**Aim:**
Can you copy the material below word for word, leaving out the pictures?
▬▬▬
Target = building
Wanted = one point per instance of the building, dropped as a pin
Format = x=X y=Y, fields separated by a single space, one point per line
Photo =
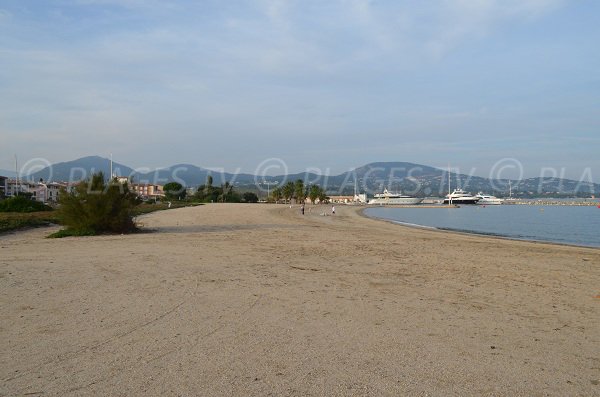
x=40 y=191
x=147 y=191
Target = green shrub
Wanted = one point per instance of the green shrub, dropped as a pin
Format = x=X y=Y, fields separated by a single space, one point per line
x=22 y=204
x=94 y=207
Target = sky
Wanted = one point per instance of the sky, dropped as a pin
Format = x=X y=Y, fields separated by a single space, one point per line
x=506 y=88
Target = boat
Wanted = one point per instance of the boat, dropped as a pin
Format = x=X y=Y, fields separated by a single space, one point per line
x=486 y=199
x=394 y=198
x=459 y=196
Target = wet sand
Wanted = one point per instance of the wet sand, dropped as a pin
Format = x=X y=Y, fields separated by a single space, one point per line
x=229 y=299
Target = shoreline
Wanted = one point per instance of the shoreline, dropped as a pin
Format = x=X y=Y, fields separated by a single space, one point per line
x=473 y=233
x=251 y=299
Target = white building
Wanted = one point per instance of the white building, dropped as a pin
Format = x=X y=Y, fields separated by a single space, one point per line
x=40 y=191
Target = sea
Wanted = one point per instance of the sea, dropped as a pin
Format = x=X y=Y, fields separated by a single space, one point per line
x=575 y=225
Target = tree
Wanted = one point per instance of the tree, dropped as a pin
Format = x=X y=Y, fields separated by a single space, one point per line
x=174 y=191
x=94 y=207
x=207 y=193
x=250 y=197
x=288 y=191
x=276 y=194
x=323 y=198
x=299 y=191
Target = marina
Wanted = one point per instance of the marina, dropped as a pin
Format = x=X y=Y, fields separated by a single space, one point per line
x=564 y=224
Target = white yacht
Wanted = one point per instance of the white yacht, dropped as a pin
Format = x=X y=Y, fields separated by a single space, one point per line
x=486 y=199
x=394 y=198
x=459 y=196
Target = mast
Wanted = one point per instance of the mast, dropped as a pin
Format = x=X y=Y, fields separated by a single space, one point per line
x=17 y=186
x=449 y=194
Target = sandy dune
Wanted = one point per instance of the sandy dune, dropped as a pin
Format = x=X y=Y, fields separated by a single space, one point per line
x=259 y=300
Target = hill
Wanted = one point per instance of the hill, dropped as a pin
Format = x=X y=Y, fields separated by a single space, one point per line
x=410 y=178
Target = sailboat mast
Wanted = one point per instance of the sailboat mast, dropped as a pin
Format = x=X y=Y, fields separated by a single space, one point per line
x=449 y=194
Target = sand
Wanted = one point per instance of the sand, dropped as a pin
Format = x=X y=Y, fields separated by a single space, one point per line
x=228 y=299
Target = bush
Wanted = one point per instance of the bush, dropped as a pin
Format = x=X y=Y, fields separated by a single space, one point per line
x=22 y=204
x=94 y=207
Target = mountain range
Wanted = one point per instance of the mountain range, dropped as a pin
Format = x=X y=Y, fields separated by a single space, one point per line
x=410 y=178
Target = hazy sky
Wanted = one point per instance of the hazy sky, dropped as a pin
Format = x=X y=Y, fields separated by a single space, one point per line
x=323 y=84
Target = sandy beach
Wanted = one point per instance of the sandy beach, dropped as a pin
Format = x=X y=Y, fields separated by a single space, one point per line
x=228 y=299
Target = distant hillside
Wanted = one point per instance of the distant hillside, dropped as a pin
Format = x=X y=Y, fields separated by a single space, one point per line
x=409 y=178
x=79 y=169
x=191 y=175
x=7 y=173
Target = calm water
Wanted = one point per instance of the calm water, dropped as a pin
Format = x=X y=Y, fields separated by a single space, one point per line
x=560 y=224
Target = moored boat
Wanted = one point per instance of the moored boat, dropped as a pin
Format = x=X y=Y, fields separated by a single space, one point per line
x=486 y=199
x=459 y=196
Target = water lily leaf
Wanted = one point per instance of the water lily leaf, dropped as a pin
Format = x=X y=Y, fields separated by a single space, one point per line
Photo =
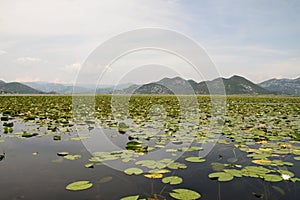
▬▬▬
**The result:**
Target = building
Wanted = one point per instance of the building, dropped as a pin
Format = x=X y=Y, fields separated by a single space, one point per line
Photo =
x=40 y=191
x=147 y=191
Target = green shrub
Wanted = one point per instance of the green shrub, dropped as a pin
Format = x=X y=Y, fields separated by a single space, one point per line
x=22 y=204
x=94 y=207
Target = sky
Wanted = one point per instance of the sky, dropped as a pin
Format = x=X y=Y, fields separated by a single space, one point per line
x=506 y=88
Target = boat
Wanted = one point per instance of the boat, dropped as a pin
Format = x=X y=Y, fields separated by a single space, one point per line
x=486 y=199
x=394 y=198
x=459 y=196
Target = wet sand
Wanted = one point per instance of the wet sand, dropped as a pin
Format = x=X y=Y, fields separated by a single space, one point per line
x=229 y=299
Target = shoreline
Wanted = one point per instance of the shoreline, dropped as a pin
Format = x=X y=Y, fields separated by a single space, one point per line
x=473 y=233
x=251 y=299
Target = white building
Wanted = one point per instance of the white building, dropped as a pin
Format = x=X y=Y, fields separated by a single space, one point per line
x=40 y=191
Target = sea
Wanted = one point per instance of the sea, dropped as a pin
Format = x=X y=Y, fields separated by a single space, one point per line
x=575 y=225
Target = tree
Wanted = one point per instance of the tree, dropped as a pin
Format = x=X y=Y, fields separated by a single space, one point per line
x=174 y=191
x=94 y=207
x=207 y=193
x=250 y=197
x=288 y=191
x=276 y=194
x=323 y=198
x=299 y=191
Target = marina
Wanted = one point per instance of the marina, dropped as a pin
Format = x=X y=Y, fields separated by a single space, one point per line
x=564 y=224
Target = white yacht
Wanted = one point per instance of the white yacht, dropped as a pin
Format = x=X y=Y, fields separated by a single space, one point per line
x=486 y=199
x=394 y=198
x=459 y=196
Target = mast
Wanted = one point per instance of the mast, dropped as a pin
Format = x=X y=Y, fields separated by a single space, one point per line
x=17 y=186
x=449 y=194
Target = sandy dune
Wanted = one point per instance of the sandy dune, dropped as a pin
Format = x=X y=Y, fields separated by a single space, one point per line
x=259 y=300
Target = hill
Wanted = one point per instance of the hill, dropped as a pin
Format = x=X y=Y, fields separated by a single space, one point per line
x=410 y=178
Target = sailboat mast
Wanted = one point per instance of the sailboat mast, dropped as a pin
Format = x=X y=Y, fields separated by a single space, one point per line
x=449 y=194
Target = sand
Wanted = one point per instance of the sand, dropped as a pin
Format = x=X y=Y, fields separated by a single space, one point per line
x=228 y=299
Target = bush
Wanted = one point per instance of the bush, dropped as a pin
Format = x=X y=Y, fields separated by a single space, one point per line
x=22 y=204
x=94 y=207
Target = mountain range
Wanted = one point per instance of the mountain range, dropped as a pin
Format = x=X y=Y, fields separated by a single space, one point per line
x=410 y=178
Target = hazy sky
Wanted = one point per instance of the hazy sky, dropped as a pin
Format = x=X y=Y, fields separated by a single space, one point per line
x=323 y=84
Target = sandy beach
Wanted = one point per instance of the sandy beach, dropped as a pin
Format = x=X y=Y, fields separated by a single space, one point per line
x=228 y=299
Target = distant hillside
Wanted = one point per instance of the distant hillside, dropped as a pin
Format = x=X y=Y, fields separated by a single space, one point per line
x=409 y=178
x=79 y=169
x=191 y=175
x=7 y=173
Target = calm water
Wanted = one point per instance of the calm water, dropped as a pin
Format = x=X y=Y, fields separated by a single space, one point per line
x=560 y=224
Target = moored boat
Wanted = one point per instance of the moored boat, dropped as a pin
Format = x=X y=Y, fields separated by a single space, one point per line
x=486 y=199
x=459 y=196
Target = water lily leaf
Wanted = one point per instance of the water lily leaf, dropped as a pin
Format = x=X y=Y, fields separated by a single space, one point per line
Photo =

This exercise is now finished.